*** Opening ENTRIES SHOWN ***
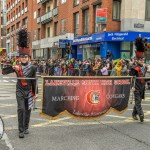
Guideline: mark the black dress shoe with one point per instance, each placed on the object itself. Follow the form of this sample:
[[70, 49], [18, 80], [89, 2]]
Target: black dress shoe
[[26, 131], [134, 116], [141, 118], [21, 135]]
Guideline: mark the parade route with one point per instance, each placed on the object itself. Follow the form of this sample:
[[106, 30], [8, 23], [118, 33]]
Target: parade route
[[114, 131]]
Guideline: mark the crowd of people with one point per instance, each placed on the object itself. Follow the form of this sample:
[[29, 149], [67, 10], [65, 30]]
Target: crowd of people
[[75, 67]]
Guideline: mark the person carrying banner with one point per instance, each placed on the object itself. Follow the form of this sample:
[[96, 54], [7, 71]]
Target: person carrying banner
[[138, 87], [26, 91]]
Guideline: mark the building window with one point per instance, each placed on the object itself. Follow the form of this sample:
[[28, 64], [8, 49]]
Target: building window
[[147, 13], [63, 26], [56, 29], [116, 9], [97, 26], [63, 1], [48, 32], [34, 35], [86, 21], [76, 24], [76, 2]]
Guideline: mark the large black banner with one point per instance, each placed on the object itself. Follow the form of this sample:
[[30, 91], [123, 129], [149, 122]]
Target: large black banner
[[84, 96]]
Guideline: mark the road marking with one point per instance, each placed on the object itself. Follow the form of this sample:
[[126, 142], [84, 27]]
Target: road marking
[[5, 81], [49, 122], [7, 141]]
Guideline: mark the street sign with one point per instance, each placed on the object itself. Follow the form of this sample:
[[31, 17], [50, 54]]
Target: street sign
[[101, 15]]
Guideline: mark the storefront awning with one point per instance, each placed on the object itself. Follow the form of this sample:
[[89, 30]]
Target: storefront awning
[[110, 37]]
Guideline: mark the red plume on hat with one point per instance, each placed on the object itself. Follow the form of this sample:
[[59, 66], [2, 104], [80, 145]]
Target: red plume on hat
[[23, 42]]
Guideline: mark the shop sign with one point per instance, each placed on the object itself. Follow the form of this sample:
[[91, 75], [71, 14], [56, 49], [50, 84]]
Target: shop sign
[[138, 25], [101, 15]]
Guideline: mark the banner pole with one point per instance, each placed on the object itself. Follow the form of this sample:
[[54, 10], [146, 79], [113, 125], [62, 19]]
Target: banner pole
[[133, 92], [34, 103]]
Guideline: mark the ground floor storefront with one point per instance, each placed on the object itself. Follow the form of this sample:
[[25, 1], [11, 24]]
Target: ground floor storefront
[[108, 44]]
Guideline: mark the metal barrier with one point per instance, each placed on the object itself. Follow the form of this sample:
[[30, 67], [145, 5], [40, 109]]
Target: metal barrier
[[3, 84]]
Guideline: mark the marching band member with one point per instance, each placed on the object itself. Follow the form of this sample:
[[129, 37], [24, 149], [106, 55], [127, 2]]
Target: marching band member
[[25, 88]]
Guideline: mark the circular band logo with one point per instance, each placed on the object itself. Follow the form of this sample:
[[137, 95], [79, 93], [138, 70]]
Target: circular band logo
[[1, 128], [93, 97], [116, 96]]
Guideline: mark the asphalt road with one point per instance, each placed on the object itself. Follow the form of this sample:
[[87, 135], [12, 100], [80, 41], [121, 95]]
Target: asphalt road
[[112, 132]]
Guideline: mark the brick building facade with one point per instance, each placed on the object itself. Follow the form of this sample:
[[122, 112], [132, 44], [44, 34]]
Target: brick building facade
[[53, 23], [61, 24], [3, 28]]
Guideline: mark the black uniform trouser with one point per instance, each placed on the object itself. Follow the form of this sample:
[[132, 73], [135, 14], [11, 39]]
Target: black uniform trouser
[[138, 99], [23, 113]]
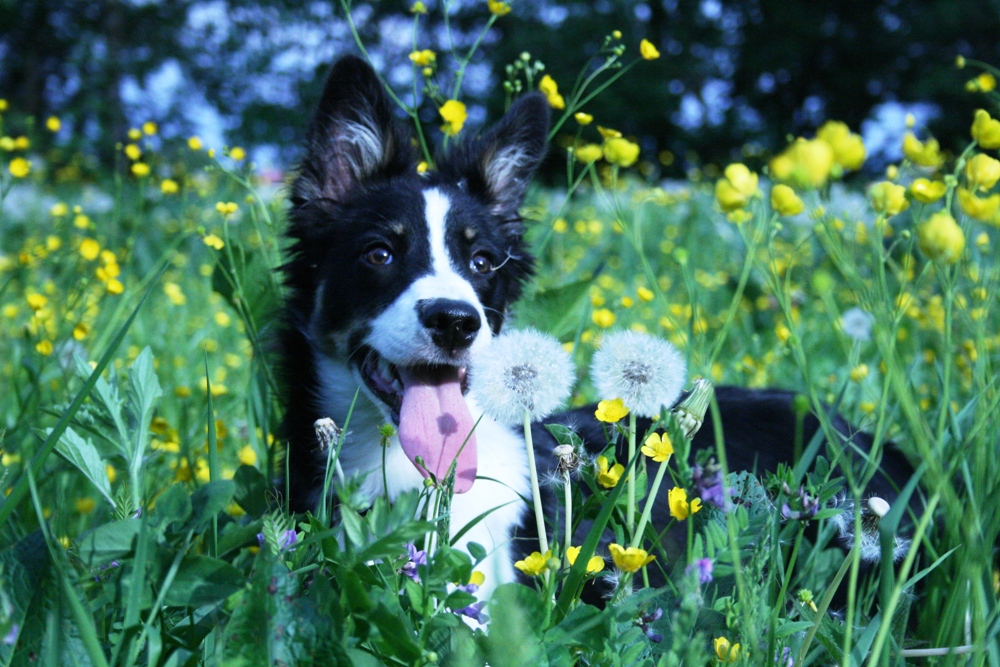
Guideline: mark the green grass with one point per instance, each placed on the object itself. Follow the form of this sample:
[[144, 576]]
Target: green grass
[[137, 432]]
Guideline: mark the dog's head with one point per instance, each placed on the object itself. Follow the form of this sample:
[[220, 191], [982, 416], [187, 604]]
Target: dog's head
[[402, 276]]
*** Closing ENTRIES SHOWN ***
*** Opening ENTRIES SHOWN ***
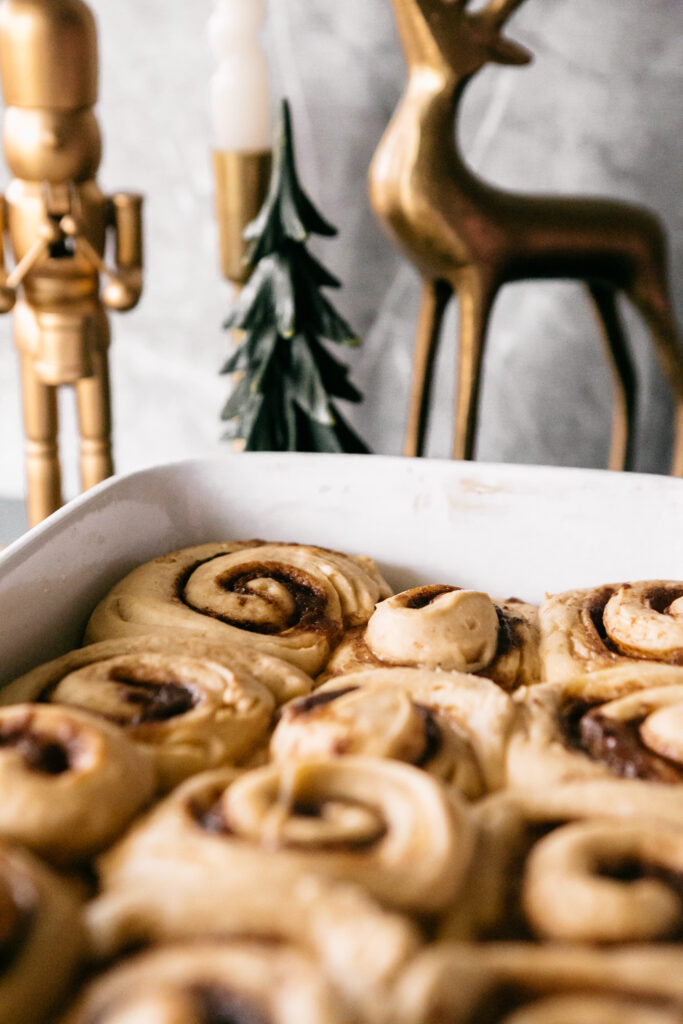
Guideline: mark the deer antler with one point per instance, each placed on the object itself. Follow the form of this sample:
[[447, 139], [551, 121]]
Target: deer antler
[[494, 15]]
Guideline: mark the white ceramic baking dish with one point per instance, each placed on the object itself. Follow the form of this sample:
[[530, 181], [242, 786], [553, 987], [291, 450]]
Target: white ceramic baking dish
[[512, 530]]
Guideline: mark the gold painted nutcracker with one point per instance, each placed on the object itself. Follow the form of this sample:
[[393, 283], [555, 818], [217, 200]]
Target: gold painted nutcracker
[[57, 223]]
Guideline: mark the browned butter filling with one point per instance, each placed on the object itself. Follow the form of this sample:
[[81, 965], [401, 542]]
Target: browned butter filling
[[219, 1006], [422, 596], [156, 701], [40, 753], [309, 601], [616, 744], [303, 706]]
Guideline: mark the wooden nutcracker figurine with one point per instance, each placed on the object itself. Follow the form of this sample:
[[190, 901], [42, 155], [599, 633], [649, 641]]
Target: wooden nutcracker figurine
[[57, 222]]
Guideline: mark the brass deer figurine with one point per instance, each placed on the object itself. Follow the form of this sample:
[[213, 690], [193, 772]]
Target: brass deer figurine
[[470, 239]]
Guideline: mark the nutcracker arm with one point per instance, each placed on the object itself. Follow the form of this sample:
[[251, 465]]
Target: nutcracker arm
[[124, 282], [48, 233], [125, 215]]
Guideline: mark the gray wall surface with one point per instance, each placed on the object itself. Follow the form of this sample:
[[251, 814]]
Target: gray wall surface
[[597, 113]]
*** Closing ENTRIES SHOWN ***
*** Opening ENTRIES SHOWN ***
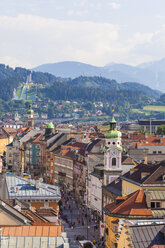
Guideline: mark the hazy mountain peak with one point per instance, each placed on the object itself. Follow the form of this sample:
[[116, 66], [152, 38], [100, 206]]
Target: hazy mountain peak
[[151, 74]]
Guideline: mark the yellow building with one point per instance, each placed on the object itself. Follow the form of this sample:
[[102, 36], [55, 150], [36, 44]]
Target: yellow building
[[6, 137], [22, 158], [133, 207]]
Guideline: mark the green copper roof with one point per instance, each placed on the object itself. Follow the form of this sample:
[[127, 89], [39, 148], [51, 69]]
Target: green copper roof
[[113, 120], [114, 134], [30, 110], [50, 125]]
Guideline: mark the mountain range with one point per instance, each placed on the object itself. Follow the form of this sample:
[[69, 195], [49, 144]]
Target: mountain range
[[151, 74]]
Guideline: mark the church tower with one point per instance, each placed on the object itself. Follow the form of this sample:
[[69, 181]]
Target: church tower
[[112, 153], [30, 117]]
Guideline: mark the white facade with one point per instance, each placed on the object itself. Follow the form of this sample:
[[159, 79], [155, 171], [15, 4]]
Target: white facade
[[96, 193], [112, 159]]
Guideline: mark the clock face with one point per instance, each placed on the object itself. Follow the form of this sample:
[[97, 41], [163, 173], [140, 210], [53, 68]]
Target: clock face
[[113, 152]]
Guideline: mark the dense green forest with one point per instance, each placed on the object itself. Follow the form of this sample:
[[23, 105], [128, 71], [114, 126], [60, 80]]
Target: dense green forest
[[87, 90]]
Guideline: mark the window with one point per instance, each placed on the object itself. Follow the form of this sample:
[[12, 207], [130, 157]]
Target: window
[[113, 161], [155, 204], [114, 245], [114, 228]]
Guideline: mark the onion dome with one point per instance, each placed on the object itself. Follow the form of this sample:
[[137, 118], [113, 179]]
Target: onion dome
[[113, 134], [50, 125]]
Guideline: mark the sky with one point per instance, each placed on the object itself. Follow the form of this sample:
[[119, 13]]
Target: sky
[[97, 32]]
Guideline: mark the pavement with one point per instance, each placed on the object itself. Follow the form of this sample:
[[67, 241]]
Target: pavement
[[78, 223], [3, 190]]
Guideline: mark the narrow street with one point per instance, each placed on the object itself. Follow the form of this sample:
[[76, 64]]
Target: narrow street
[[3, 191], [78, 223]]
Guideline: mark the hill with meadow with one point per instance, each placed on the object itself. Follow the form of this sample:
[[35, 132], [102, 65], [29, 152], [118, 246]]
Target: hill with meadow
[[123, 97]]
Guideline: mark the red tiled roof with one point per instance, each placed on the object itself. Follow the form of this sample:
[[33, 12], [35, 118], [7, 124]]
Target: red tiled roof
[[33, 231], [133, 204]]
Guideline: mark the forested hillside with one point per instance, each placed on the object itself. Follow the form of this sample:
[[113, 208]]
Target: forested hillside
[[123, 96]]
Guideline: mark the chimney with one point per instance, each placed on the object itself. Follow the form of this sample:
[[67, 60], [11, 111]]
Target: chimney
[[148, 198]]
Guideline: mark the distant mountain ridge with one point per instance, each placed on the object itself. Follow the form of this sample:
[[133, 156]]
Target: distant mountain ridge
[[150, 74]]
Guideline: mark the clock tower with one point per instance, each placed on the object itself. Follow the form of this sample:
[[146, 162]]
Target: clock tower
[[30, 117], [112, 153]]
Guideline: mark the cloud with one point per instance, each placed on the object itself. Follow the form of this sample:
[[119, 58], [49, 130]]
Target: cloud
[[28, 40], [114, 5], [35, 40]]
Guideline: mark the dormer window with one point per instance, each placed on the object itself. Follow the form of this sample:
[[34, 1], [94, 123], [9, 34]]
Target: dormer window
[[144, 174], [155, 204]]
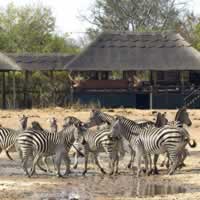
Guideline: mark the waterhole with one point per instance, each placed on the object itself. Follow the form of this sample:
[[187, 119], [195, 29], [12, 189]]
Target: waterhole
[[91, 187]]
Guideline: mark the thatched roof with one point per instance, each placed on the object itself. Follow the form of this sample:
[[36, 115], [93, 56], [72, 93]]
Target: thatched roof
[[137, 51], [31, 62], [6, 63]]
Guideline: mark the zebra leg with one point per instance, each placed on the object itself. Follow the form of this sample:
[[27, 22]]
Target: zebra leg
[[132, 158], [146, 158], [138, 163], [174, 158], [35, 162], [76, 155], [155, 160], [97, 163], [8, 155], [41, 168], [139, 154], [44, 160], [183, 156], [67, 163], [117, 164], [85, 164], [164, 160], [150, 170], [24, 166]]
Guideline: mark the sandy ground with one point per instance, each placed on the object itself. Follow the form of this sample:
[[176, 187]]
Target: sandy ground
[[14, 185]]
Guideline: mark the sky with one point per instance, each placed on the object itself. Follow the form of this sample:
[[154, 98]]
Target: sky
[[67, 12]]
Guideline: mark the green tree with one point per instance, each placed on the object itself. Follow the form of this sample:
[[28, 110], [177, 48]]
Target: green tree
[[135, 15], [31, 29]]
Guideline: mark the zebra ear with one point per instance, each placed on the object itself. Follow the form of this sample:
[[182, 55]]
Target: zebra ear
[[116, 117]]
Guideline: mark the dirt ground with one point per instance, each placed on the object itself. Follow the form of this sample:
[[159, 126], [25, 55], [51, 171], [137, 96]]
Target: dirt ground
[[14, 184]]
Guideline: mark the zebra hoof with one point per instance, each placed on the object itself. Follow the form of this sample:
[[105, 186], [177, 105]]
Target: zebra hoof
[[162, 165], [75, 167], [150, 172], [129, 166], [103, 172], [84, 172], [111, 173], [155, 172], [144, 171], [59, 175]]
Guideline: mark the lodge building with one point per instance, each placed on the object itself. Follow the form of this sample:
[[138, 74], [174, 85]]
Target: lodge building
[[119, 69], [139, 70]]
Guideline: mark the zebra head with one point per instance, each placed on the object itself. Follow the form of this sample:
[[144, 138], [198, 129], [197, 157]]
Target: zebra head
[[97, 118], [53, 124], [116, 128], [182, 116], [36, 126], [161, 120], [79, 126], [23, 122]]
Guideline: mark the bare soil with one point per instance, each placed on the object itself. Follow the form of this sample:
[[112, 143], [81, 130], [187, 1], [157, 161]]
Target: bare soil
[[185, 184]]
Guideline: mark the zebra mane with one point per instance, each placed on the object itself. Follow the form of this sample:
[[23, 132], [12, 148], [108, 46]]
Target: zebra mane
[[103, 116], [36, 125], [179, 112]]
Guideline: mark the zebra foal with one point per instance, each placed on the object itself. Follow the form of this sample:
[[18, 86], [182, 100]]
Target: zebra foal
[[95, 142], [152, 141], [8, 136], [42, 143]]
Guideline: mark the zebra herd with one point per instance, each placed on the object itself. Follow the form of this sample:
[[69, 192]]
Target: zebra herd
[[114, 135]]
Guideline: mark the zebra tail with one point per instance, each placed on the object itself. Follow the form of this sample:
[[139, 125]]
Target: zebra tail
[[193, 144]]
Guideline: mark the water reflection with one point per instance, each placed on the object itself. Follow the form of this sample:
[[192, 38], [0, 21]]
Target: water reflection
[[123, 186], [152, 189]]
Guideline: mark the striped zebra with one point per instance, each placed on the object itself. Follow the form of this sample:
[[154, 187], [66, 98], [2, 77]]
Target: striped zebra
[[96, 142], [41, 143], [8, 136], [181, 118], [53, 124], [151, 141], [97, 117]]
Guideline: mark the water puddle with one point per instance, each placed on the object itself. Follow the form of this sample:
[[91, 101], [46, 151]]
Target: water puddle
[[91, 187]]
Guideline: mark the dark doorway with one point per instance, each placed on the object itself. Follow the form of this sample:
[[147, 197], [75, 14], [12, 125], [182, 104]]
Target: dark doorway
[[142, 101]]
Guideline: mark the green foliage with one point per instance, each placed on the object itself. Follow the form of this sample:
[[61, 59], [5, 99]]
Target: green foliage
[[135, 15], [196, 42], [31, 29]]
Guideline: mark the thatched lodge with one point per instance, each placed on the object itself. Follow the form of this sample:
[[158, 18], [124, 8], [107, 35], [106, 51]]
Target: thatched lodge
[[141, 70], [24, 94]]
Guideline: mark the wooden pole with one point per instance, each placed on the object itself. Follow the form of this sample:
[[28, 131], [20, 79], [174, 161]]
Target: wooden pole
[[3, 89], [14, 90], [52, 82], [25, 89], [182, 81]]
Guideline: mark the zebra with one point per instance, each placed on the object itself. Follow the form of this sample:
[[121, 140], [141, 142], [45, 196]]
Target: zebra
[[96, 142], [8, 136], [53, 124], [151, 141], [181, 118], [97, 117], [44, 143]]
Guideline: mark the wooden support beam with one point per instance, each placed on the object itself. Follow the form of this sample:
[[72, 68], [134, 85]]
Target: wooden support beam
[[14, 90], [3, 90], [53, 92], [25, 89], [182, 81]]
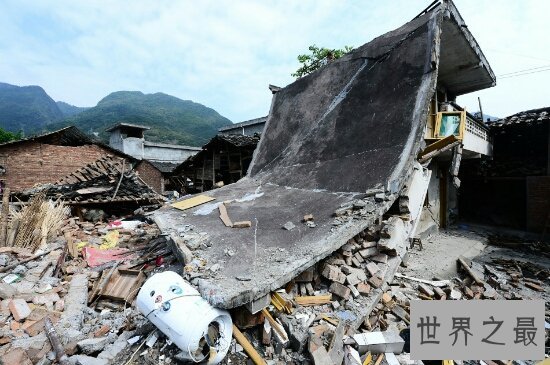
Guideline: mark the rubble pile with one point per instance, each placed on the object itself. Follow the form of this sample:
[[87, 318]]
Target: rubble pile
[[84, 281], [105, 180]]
*** Closing ENTRIES SHOWN ***
### EXERCISE AIM
There is a run of lines above from the one with "Guideline: mark the ground" to the one with "[[87, 135], [12, 100], [80, 41], [121, 95]]"; print exactly that run, both ends included, and nothing else.

### EXPECTED ANSWER
Guideline: mark the ground floor storefront with one point per instance, each placed on the object itself. Follow the form of this sample:
[[25, 1], [11, 24]]
Target: ground floor storefront
[[108, 44]]
Guideline: mark the metal barrier with one point per instance, each placed on the object itself. Follow the form of this sample:
[[30, 67], [145, 5], [40, 109]]
Target: metal barrier
[[3, 84]]
Guideline: mark the marching band member with one point per instance, each placed on the object itself. Follow the form of this sample:
[[129, 37], [24, 149], [106, 55], [127, 2]]
Target: marching band member
[[25, 88]]
Guideline: mark the circular band logo with one point per instance, each placed on the object itself. Follow the form of this sample:
[[137, 95], [79, 93], [138, 70]]
Target: circular band logo
[[1, 128], [93, 97], [116, 96]]
Guideline: mark the asphalt road with one point per instance, each placed on the object itself. Follow the form of this sample:
[[87, 135], [12, 100], [80, 41], [121, 95]]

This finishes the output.